Reproduce word for word everything from the first of the lines below down to and including the line that contains "[130,0,374,82]". Leave the pictures out of your answer.

--- BEGIN ---

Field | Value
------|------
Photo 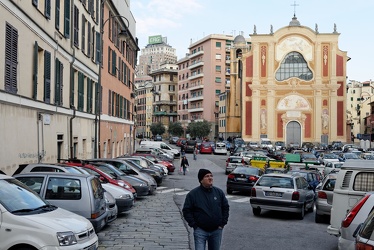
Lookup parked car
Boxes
[314,173,337,223]
[131,153,175,173]
[169,136,179,144]
[213,142,227,155]
[154,135,162,141]
[338,192,374,250]
[353,203,374,250]
[226,166,264,194]
[318,153,339,165]
[327,160,374,236]
[87,158,157,194]
[200,142,213,154]
[184,140,197,153]
[0,175,98,249]
[250,174,314,220]
[323,162,344,176]
[14,172,108,232]
[90,162,150,197]
[225,155,244,174]
[287,169,322,190]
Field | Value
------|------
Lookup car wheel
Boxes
[298,204,305,220]
[252,208,261,216]
[314,213,323,223]
[308,201,314,213]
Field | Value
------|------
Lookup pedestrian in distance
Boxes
[181,156,189,175]
[182,169,230,250]
[193,145,199,161]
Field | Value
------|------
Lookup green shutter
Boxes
[64,0,70,38]
[32,41,39,100]
[44,50,51,103]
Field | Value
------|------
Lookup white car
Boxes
[213,142,227,155]
[0,174,98,250]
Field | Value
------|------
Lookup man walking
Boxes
[182,169,230,250]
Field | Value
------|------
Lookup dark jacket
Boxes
[182,185,230,231]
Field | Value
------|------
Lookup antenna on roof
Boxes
[291,1,299,17]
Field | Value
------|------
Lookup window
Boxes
[55,58,64,106]
[275,52,313,81]
[4,23,18,94]
[73,5,79,47]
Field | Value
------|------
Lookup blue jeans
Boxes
[193,227,222,250]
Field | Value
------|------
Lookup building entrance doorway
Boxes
[286,121,301,147]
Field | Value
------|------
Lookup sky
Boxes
[130,0,374,82]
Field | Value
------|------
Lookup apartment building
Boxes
[177,34,234,140]
[150,64,178,138]
[136,35,177,77]
[0,0,135,174]
[97,0,139,158]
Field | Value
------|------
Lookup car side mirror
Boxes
[352,223,364,238]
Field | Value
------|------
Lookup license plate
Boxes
[265,192,282,197]
[236,177,247,181]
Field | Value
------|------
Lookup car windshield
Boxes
[232,167,258,175]
[323,154,338,159]
[0,179,48,213]
[256,176,294,188]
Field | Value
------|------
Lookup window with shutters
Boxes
[64,1,70,38]
[55,0,61,30]
[87,77,94,113]
[43,50,51,103]
[78,72,84,111]
[55,58,64,106]
[73,5,79,48]
[81,14,86,54]
[32,0,51,19]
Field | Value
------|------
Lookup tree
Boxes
[168,122,184,136]
[150,122,166,135]
[187,120,212,138]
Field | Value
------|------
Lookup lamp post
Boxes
[94,0,131,158]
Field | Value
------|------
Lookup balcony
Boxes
[188,50,204,59]
[188,95,204,102]
[188,73,204,80]
[153,100,177,106]
[153,111,178,116]
[188,108,204,113]
[188,62,204,70]
[188,84,204,91]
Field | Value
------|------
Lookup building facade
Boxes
[0,0,135,174]
[136,35,177,77]
[150,64,178,138]
[230,16,350,145]
[178,34,234,140]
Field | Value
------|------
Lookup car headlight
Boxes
[119,194,131,199]
[57,232,77,246]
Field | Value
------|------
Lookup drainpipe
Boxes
[70,106,76,159]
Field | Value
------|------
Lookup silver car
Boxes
[314,173,337,223]
[250,174,314,220]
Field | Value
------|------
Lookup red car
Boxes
[132,153,175,173]
[200,142,213,154]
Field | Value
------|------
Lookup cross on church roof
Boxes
[291,1,299,17]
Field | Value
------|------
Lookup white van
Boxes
[327,160,374,236]
[140,141,180,158]
[0,174,98,250]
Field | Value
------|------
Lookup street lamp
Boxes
[94,0,131,158]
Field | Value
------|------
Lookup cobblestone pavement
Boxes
[98,188,192,250]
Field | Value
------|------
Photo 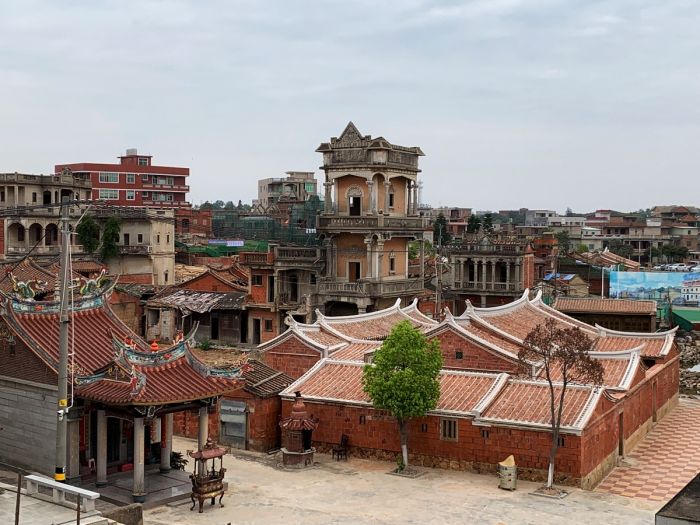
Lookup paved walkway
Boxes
[144,438,661,525]
[596,399,700,503]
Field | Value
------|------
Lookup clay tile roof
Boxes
[330,342,381,362]
[554,297,656,315]
[482,379,593,429]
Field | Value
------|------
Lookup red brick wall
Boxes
[282,400,581,478]
[263,336,321,379]
[0,332,58,385]
[436,330,517,372]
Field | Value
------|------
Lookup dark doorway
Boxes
[617,414,625,456]
[253,319,260,345]
[210,312,219,339]
[348,262,360,283]
[348,197,362,217]
[107,417,122,463]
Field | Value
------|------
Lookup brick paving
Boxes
[596,399,700,502]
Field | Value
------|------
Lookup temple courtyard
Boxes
[144,399,700,525]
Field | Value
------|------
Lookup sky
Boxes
[0,0,700,212]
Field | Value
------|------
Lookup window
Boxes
[98,189,119,201]
[440,418,457,441]
[100,172,119,184]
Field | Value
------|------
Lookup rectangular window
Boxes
[440,418,457,441]
[98,189,119,201]
[100,172,119,184]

--- END ---

* _THE OUTPUT_
Field | Value
------|------
Photo 
Lookup parked car
Boxes
[314,173,337,223]
[131,153,175,173]
[169,136,179,144]
[213,142,227,155]
[154,135,162,141]
[338,192,374,250]
[353,203,374,250]
[226,166,264,194]
[318,153,339,165]
[327,160,374,236]
[87,158,157,194]
[200,142,213,154]
[184,140,197,153]
[0,175,98,249]
[250,174,314,220]
[323,162,344,176]
[14,172,108,232]
[90,162,150,197]
[225,155,244,174]
[287,169,322,190]
Field | Value
------|------
Lookup car wheel
Boxes
[298,204,305,220]
[252,208,261,216]
[314,213,323,223]
[308,201,314,213]
Field | Value
------|------
Lookup pedestrian in distance
Boxes
[181,156,189,175]
[182,169,230,250]
[193,145,199,161]
Field | Value
------|------
Lookup green shutter
Boxes
[64,0,70,38]
[32,41,39,100]
[44,50,51,103]
Field | Value
------|------
Lookup white car
Boxes
[213,142,227,155]
[0,174,98,250]
Field | Value
------|------
Lookup man walking
Boxes
[182,169,230,250]
Field | Value
------|------
Lookup dark jacket
Boxes
[182,185,230,231]
Field | Value
------|------
Lookup antenna on roof
Boxes
[291,1,299,17]
Field | Value
------|------
Lookup window
Boxes
[55,58,64,106]
[275,52,313,81]
[4,23,18,94]
[73,5,79,47]
Field | Value
------|------
Lookup blue jeans
Boxes
[193,227,222,250]
Field | Value
------|------
Lookup building entrance doorway
Boxes
[286,121,301,147]
Field | Value
------|------
Lookup sky
Boxes
[130,0,374,82]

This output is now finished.